TEXT BLOCK –
==============================

But of standalone shows in 2024, these are my 10 most memorable.
10. Duran Duran
Following last year’s massive Future Past tour, the venerable British New Wave pioneers had no reason to return to the road. But the band’s love of Halloween sparked a spate of East Coast dates in October that celebrated not only the timelessness of their still-delectable funk-ingrained pop (“Notorious,” “New Moon on Monday,” “Planet Earth”), but their penchant for the macabre. Though the finale at Madison Square Garden on Halloween featured Simon Le Bon, Nick Rhodes, John Taylor, Roger Taylor and Dom Brown swathed in ghoulish regalia, a Baltimore stop earlier that week at CFG Bank Arena featured a precursor that included Duran Duran’s throbbing dance track “Danse Macabre” and their devilish disco take on ELO’s “Evil Woman.”
9. Nicki Minaj
The rap queen returned to U.S. stages for the first time in eight years with a grandiose production that included tiers of staircases, towering video panels, a catwalk designed for strutting and an ocean of pink. Both playful and confident, Minaj traversed the stage at Capital One Arena in Washington D.C. with blinking doe eyes and snarls, as she spit rhymes through “Win Again” and “Barbie Dangerous.” This Pink Friday 2 tour reminded of Minaj’s spunk, as well as the reason she began her show with an un-ironic unspooling of “I’m the Best.”
8. Sting
Sting returning to a trio format raised a few eyebrows among those who remember the acrimony-fueled genius of The Police. But his touring configuration with longtime guitarist Dominic Miller and drummer Chris Maas once again invigorated the musician, finding him as frisky and engaged as ever as he and the guys romped through the elegant “Englishman in New York,” a rugged and raspy “So Lonely” and the glistening, intelligent pop of “If I Ever Lose My Faith in You.” At The Theater at MGM National Harbor this fall, Sting doled out sonic sophistication framed by his charming storytelling.
7. Billie Eilish
Given “Hit Me Hard and Soft” is the defining album of Eilish’s career thus far, it was no surprise that her complementary tour, a multimedia playground in the round that kicked off in the U.S. at Baltimore's CFG Bank Arena, also showcased her sustained rise. Though she had a football-field-sized stage to crisscross and was often difficult to see under a barrage of lasers and dark lighting, Eilish’s authenticity was never hidden. Whether whispering a constructed-on-the-spot “Wildflower,” swaggering through “Therefore I Am” or leaping in the air sans abandon during “Bad Guy,” Eilish effortlessly captivated.

==============================

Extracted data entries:
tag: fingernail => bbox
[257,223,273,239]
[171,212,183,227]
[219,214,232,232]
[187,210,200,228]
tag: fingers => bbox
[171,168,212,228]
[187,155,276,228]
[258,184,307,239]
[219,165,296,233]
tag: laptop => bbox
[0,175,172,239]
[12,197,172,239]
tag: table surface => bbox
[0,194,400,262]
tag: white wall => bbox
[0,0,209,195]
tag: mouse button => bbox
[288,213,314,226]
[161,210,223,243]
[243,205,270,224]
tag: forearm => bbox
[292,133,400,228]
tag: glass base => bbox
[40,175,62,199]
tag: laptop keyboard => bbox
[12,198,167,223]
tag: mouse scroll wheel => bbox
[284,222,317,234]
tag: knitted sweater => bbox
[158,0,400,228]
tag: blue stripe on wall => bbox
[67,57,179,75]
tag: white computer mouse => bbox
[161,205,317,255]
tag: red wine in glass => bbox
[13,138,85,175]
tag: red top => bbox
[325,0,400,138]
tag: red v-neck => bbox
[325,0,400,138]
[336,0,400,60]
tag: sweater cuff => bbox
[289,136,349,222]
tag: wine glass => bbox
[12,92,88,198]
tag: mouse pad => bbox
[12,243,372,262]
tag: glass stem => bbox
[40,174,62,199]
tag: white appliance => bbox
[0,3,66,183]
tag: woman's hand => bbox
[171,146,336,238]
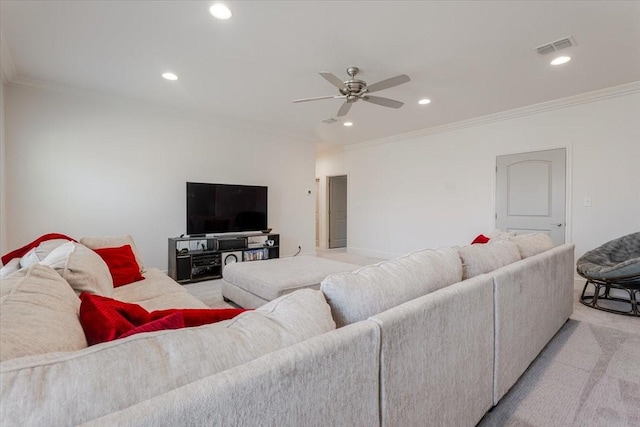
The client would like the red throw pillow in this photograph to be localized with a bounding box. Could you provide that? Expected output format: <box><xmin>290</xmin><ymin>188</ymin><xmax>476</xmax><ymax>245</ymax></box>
<box><xmin>80</xmin><ymin>292</ymin><xmax>246</xmax><ymax>345</ymax></box>
<box><xmin>471</xmin><ymin>234</ymin><xmax>491</xmax><ymax>245</ymax></box>
<box><xmin>94</xmin><ymin>245</ymin><xmax>144</xmax><ymax>288</ymax></box>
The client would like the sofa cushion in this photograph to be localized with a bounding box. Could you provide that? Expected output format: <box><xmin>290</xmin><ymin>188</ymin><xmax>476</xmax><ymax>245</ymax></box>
<box><xmin>94</xmin><ymin>245</ymin><xmax>144</xmax><ymax>288</ymax></box>
<box><xmin>0</xmin><ymin>258</ymin><xmax>20</xmax><ymax>279</ymax></box>
<box><xmin>2</xmin><ymin>233</ymin><xmax>75</xmax><ymax>264</ymax></box>
<box><xmin>80</xmin><ymin>234</ymin><xmax>144</xmax><ymax>272</ymax></box>
<box><xmin>20</xmin><ymin>239</ymin><xmax>69</xmax><ymax>267</ymax></box>
<box><xmin>458</xmin><ymin>240</ymin><xmax>521</xmax><ymax>280</ymax></box>
<box><xmin>54</xmin><ymin>242</ymin><xmax>113</xmax><ymax>296</ymax></box>
<box><xmin>511</xmin><ymin>233</ymin><xmax>553</xmax><ymax>258</ymax></box>
<box><xmin>320</xmin><ymin>248</ymin><xmax>462</xmax><ymax>327</ymax></box>
<box><xmin>111</xmin><ymin>268</ymin><xmax>207</xmax><ymax>311</ymax></box>
<box><xmin>0</xmin><ymin>286</ymin><xmax>335</xmax><ymax>425</ymax></box>
<box><xmin>0</xmin><ymin>264</ymin><xmax>87</xmax><ymax>362</ymax></box>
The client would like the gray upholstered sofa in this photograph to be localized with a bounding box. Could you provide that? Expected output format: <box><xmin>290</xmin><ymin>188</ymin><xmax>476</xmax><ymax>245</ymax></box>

==============================

COMPLETE THE FOLLOWING –
- A) Edit the portion of the concert review that begins at the words "7. Billie Eilish" and ends after "Eilish effortlessly captivated.", replacing "lasers" with "spotlights", and give that portion in full.
- B) Write down, without any change, the lines of the extracted data entries that begin at the line containing "tag: mouse scroll wheel => bbox" and end after the line containing "[289,136,349,222]".
The concert review and the extracted data entries are independent of each other.

WRITTEN RESPONSES –
- A)
7. Billie Eilish
Given “Hit Me Hard and Soft” is the defining album of Eilish’s career thus far, it was no surprise that her complementary tour, a multimedia playground in the round that kicked off in the U.S. at Baltimore's CFG Bank Arena, also showcased her sustained rise. Though she had a football-field-sized stage to crisscross and was often difficult to see under a barrage of spotlights and dark lighting, Eilish’s authenticity was never hidden. Whether whispering a constructed-on-the-spot “Wildflower,” swaggering through “Therefore I Am” or leaping in the air sans abandon during “Bad Guy,” Eilish effortlessly captivated.

- B)
tag: mouse scroll wheel => bbox
[284,222,317,234]
tag: knitted sweater => bbox
[158,0,400,228]
tag: blue stripe on wall => bbox
[67,57,179,75]
tag: white computer mouse => bbox
[161,205,317,255]
tag: red wine in glass => bbox
[13,138,85,175]
tag: red top => bbox
[325,0,400,138]
tag: red v-neck => bbox
[325,0,400,138]
[336,0,400,60]
tag: sweater cuff => bbox
[289,136,349,222]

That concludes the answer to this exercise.